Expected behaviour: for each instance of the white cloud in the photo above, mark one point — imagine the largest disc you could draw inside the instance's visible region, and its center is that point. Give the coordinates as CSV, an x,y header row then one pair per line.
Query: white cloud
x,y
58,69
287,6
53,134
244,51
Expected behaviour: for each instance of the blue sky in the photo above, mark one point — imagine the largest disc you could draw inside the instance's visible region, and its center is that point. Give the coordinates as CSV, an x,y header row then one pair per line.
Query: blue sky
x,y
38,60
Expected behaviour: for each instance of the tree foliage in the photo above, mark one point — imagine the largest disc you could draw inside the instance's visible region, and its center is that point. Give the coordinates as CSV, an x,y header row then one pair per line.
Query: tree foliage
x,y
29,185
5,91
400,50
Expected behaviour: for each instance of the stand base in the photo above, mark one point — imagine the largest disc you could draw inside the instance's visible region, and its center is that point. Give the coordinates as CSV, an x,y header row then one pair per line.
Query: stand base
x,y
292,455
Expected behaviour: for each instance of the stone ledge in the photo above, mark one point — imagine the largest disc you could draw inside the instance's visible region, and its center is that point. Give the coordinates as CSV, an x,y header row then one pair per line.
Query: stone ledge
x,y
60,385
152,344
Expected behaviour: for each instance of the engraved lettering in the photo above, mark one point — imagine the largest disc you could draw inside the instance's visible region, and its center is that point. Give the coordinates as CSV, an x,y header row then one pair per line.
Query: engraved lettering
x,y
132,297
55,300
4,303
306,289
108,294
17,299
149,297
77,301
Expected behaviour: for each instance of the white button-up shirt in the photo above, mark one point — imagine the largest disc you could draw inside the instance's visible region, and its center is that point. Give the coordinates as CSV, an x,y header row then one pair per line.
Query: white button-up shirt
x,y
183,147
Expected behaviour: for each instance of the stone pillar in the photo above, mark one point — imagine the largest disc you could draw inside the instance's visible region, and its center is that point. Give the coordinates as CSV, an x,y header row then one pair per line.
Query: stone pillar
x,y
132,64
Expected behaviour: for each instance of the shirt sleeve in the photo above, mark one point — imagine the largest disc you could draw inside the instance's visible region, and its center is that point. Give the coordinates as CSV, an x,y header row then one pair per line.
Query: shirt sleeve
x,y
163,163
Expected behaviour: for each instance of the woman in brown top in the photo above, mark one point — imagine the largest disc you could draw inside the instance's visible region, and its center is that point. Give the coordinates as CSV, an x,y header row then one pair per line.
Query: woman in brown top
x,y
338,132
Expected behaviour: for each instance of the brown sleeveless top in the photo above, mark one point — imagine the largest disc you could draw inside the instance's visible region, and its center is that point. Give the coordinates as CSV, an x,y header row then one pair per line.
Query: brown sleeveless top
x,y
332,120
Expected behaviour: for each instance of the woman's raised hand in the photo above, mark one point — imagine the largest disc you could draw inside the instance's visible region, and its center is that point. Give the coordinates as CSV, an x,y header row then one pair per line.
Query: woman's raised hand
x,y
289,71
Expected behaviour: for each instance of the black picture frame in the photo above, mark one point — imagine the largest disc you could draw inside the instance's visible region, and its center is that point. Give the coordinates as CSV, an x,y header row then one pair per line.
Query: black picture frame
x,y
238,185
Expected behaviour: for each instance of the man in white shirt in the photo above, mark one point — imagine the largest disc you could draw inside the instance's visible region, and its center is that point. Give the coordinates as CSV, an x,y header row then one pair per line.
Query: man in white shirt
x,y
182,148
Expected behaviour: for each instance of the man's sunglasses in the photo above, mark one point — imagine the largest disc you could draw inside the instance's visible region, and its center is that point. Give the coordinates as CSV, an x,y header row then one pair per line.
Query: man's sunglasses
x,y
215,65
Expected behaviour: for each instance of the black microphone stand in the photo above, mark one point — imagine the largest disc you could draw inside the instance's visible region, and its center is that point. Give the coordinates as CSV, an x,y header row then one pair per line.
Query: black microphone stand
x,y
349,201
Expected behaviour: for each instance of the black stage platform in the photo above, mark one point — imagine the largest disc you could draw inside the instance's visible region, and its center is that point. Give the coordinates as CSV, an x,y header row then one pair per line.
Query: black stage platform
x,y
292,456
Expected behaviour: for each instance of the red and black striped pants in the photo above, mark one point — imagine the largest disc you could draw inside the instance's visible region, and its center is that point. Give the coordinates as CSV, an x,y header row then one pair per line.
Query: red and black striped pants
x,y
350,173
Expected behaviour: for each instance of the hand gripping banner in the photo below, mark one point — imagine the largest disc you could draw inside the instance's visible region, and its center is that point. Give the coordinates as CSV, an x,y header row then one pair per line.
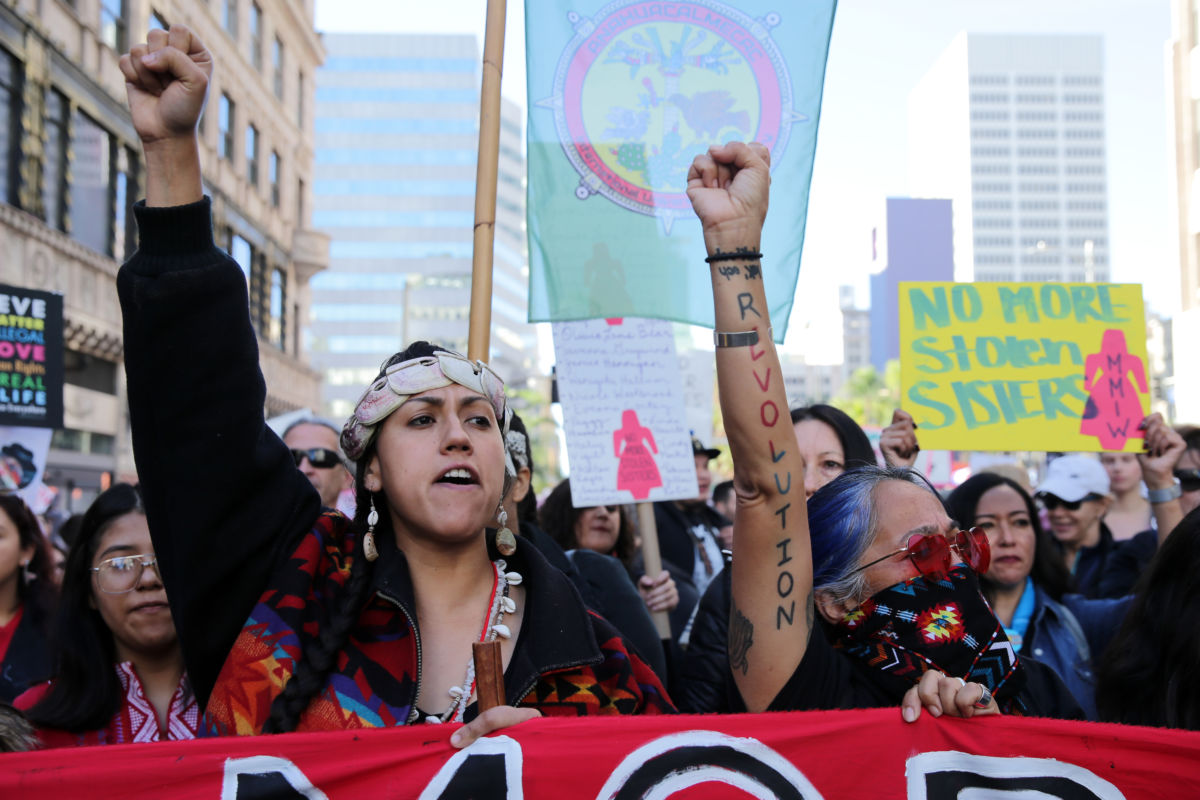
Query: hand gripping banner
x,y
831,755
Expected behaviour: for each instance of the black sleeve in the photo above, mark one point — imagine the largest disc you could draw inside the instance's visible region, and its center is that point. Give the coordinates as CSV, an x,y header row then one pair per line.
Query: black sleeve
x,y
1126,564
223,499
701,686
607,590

________________________________________

▶ **Work task**
Going back to the entries above, set down exactly the lines that begin at the one with "Expected behaviour: for each instance of the black picture" and end at the one with "Expected behaviour: for each instance of the man's", both included, and nothing else.

▶ **Solved exercise**
Expected behaviour: for each instance of the black picture frame in the photo above, mark one point — imagine the largest disc you could draw inside the instance's visible region, and its center is that point. Give the coordinates as CSV, an x,y header row then one pair per line.
Query: black picture frame
x,y
238,185
Expected behaviour: for each instance of the man in white shirt in the photo above, mark one point — imagine the largest disc you could draw inside the instance's visible region, and its center is that point. Give the coordinates as CSV, an x,y header row then one pair per line.
Query: man in white shirt
x,y
182,148
Expected behaviour: for each instance of the man's sunglasses in the photo above, mark one point — imagine the largest disc you could draw inside the instance's visible region, and its center is that point. Give the coordinates as CSV, an x,y header row then one pair per line.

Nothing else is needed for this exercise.